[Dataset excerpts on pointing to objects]
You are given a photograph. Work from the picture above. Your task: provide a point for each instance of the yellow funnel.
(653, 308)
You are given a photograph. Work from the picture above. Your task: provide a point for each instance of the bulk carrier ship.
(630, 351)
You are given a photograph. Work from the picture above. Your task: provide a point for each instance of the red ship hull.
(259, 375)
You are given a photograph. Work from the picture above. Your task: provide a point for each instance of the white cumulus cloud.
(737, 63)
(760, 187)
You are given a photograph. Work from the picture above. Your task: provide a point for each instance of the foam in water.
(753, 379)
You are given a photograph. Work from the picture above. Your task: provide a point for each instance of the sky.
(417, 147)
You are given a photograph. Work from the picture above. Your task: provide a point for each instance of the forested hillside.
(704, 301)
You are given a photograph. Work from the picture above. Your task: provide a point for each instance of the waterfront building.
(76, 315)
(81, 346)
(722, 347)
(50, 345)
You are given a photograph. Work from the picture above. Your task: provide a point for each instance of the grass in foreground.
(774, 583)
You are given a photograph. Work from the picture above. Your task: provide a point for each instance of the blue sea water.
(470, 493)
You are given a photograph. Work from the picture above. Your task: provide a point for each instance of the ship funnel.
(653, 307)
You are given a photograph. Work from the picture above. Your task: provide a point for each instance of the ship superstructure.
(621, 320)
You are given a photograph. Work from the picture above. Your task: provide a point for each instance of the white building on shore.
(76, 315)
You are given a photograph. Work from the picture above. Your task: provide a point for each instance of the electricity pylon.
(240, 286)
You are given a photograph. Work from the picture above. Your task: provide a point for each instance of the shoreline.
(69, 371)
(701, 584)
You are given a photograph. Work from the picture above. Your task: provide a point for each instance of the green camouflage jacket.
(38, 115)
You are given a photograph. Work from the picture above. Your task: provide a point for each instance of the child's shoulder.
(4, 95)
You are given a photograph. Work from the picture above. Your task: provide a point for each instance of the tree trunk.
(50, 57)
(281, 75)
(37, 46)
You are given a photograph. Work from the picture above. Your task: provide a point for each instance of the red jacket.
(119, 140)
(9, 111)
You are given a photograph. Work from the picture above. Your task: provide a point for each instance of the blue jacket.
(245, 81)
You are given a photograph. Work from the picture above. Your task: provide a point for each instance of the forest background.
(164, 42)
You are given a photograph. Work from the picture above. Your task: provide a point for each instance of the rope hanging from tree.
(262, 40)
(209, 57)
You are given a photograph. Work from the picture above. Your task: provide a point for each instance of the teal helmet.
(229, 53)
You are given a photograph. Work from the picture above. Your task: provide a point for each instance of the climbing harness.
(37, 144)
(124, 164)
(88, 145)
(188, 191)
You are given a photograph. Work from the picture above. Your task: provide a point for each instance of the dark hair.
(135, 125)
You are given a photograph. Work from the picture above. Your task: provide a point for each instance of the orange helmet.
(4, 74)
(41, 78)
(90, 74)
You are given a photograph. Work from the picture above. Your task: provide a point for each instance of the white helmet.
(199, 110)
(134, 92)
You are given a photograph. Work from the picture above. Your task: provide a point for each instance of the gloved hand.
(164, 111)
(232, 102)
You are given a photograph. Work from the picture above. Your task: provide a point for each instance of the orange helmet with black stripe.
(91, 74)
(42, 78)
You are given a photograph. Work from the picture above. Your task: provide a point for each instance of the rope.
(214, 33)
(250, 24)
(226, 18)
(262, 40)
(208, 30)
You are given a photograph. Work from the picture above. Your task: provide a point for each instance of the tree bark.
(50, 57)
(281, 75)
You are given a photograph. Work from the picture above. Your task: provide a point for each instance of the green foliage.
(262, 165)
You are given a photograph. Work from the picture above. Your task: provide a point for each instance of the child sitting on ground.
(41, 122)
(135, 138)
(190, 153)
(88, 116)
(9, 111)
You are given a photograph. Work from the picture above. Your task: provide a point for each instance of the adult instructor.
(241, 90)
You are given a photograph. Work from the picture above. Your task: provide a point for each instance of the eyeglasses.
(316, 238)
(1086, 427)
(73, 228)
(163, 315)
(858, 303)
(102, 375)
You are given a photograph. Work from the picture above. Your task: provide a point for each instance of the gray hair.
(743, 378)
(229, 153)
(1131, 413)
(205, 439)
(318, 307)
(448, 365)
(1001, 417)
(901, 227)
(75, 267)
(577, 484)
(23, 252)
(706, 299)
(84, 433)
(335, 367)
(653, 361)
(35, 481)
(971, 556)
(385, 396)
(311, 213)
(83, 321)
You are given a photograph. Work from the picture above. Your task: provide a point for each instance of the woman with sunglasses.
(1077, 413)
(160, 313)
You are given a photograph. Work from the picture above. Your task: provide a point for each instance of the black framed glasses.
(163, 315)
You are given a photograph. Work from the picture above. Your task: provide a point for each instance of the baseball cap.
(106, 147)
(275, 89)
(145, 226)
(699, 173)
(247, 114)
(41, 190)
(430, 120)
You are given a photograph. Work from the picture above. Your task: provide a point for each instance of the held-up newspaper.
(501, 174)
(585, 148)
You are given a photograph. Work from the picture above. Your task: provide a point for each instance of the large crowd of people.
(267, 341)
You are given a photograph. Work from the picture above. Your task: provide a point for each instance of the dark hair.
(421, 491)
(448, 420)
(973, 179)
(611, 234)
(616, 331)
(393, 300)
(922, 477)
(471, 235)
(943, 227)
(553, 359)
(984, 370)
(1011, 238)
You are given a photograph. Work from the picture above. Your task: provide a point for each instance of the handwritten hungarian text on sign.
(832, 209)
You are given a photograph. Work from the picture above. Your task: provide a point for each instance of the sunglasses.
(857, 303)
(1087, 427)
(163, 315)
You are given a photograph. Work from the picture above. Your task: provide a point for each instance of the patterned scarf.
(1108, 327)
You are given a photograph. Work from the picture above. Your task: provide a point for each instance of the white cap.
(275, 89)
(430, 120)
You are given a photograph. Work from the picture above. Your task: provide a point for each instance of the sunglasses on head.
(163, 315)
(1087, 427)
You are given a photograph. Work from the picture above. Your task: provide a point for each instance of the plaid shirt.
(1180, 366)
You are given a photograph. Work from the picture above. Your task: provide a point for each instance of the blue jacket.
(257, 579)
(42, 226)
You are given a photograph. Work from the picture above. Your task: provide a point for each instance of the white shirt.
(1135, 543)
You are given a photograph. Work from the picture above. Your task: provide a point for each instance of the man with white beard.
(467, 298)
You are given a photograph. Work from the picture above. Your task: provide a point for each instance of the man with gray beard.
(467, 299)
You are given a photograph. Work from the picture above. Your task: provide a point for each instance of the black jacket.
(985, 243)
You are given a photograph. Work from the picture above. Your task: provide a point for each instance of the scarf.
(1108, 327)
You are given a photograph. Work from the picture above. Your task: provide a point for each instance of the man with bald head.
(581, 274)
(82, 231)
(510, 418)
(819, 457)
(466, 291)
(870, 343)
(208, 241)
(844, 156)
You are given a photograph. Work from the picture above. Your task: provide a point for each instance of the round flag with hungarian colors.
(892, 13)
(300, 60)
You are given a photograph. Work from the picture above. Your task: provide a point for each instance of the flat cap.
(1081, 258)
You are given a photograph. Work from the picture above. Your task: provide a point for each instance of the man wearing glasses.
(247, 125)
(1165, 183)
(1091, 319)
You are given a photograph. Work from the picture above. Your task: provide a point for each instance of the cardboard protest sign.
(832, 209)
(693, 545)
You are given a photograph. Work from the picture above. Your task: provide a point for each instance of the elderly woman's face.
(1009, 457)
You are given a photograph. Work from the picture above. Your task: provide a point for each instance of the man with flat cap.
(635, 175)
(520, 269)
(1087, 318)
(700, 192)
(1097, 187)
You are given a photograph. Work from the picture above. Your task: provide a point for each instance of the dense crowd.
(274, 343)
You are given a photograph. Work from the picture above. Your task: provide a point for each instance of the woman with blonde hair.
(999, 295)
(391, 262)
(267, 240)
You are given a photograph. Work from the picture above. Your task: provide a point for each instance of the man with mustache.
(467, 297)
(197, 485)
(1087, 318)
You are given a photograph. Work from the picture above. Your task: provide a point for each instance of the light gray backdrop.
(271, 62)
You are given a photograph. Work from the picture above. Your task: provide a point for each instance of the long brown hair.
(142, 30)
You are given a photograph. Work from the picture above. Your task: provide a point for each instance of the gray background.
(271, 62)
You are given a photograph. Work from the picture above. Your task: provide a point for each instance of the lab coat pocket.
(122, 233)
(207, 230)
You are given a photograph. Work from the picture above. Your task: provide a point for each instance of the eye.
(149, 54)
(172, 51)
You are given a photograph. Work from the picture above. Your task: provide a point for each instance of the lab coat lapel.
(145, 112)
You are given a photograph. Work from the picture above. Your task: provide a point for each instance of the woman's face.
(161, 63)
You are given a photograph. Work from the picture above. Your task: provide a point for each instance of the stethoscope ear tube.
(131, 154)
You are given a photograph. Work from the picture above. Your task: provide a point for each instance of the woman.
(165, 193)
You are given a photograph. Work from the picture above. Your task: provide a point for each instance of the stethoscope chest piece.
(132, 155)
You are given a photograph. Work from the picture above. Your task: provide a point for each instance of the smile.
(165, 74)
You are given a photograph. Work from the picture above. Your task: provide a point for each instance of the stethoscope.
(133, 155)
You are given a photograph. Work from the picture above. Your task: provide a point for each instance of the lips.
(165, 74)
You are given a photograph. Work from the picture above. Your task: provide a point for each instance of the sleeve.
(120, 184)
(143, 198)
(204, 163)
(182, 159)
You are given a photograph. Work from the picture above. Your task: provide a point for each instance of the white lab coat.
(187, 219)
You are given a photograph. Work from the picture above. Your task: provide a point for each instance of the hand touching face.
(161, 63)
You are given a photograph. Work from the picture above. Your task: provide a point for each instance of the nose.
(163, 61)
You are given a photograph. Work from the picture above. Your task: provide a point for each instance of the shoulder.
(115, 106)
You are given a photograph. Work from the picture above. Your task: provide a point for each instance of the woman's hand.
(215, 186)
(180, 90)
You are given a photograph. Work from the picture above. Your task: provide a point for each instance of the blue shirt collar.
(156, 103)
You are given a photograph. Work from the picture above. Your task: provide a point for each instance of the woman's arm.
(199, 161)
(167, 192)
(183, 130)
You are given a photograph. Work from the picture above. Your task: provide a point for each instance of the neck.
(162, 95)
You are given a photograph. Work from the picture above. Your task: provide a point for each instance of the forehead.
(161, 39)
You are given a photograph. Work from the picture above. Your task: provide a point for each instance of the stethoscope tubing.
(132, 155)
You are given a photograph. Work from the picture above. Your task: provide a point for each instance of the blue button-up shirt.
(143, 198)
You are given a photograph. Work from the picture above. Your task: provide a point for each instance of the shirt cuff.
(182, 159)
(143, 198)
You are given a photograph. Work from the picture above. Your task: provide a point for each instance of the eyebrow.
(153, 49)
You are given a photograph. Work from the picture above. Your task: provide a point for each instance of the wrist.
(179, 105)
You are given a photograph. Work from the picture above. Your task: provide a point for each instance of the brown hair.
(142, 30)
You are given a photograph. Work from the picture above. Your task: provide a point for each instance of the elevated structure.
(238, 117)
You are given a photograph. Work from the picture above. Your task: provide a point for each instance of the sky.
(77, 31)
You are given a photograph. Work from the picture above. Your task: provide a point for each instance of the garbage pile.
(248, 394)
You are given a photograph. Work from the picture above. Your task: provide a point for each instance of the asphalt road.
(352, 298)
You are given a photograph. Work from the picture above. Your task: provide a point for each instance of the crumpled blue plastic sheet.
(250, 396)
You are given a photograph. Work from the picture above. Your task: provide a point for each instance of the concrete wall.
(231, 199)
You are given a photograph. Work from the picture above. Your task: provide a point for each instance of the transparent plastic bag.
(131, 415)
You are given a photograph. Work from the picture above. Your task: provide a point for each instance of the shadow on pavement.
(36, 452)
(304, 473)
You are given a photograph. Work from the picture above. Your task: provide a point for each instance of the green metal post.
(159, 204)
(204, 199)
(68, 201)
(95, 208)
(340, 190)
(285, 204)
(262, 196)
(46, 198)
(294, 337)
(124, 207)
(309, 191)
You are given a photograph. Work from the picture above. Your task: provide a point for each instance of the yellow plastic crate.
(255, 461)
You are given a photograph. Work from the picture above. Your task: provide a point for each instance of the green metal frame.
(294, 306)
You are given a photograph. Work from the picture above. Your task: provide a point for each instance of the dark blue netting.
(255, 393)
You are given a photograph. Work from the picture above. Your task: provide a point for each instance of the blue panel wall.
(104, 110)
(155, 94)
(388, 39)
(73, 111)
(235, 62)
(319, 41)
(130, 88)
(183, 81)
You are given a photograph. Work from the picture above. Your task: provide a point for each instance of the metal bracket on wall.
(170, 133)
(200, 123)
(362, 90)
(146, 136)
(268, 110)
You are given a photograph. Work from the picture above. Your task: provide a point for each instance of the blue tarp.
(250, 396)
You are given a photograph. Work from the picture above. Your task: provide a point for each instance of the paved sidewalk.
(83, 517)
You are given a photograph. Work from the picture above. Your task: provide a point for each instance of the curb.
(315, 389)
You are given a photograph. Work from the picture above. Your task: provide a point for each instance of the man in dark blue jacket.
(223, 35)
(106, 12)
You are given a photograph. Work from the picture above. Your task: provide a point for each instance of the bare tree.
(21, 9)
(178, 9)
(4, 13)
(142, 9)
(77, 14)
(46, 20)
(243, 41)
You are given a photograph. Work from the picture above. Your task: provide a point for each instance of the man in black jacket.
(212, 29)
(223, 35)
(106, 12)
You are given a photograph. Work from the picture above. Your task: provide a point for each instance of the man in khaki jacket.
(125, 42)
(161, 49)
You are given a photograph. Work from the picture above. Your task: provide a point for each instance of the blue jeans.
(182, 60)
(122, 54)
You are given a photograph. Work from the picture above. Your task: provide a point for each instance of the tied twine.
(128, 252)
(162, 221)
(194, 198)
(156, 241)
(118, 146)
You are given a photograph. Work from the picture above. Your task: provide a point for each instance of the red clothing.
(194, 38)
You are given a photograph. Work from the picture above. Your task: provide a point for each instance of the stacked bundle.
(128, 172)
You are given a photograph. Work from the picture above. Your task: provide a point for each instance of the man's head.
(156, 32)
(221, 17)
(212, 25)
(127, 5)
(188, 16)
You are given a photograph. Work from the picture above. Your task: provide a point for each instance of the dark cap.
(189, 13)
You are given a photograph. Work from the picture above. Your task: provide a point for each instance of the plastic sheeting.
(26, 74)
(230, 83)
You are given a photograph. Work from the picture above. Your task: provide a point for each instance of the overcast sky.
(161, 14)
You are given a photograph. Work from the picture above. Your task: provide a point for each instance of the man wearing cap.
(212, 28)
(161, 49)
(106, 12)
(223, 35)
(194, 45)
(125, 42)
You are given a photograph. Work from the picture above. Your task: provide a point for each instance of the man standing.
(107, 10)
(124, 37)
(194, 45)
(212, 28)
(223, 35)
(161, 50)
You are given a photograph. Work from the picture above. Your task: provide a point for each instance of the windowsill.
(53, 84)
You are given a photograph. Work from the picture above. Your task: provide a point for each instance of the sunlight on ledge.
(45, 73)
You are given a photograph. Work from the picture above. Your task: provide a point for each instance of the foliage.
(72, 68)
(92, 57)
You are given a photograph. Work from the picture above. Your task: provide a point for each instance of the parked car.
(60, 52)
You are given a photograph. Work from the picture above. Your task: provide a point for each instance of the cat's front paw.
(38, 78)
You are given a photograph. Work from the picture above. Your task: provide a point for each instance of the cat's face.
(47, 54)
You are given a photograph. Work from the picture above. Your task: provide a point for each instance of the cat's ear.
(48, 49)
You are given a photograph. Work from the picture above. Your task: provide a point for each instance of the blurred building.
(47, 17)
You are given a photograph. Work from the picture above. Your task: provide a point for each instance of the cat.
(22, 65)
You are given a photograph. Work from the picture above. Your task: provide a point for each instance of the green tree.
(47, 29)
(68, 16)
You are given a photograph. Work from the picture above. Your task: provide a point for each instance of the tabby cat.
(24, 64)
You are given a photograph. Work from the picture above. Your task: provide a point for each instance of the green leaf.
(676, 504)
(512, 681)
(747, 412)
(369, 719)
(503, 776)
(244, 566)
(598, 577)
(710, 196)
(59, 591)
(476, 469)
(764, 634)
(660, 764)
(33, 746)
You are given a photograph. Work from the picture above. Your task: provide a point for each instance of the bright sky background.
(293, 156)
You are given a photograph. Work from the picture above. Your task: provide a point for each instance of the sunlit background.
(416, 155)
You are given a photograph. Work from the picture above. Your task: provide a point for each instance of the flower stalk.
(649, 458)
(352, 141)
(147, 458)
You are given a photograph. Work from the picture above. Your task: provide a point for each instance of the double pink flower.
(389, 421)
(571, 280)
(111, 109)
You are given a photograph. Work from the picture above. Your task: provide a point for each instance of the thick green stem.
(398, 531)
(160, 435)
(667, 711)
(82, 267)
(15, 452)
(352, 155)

Stated goal :: Please rewrite the material, starting at the line that contains "double pink flower." and ending at the last line, as a JSON list of strings with one string per line and blank lines omitted.

Exercise output ::
[
  "You are given a photograph. Work from the picture above. Your task: provide a point for each instance of the double pink flower.",
  "(389, 421)",
  "(571, 280)",
  "(111, 109)",
  "You are given a photograph. Work from the picture above. Your task: provide a point for each instance of the thick green stem.",
  "(398, 531)",
  "(160, 435)",
  "(667, 711)",
  "(82, 267)",
  "(15, 452)",
  "(352, 155)"
]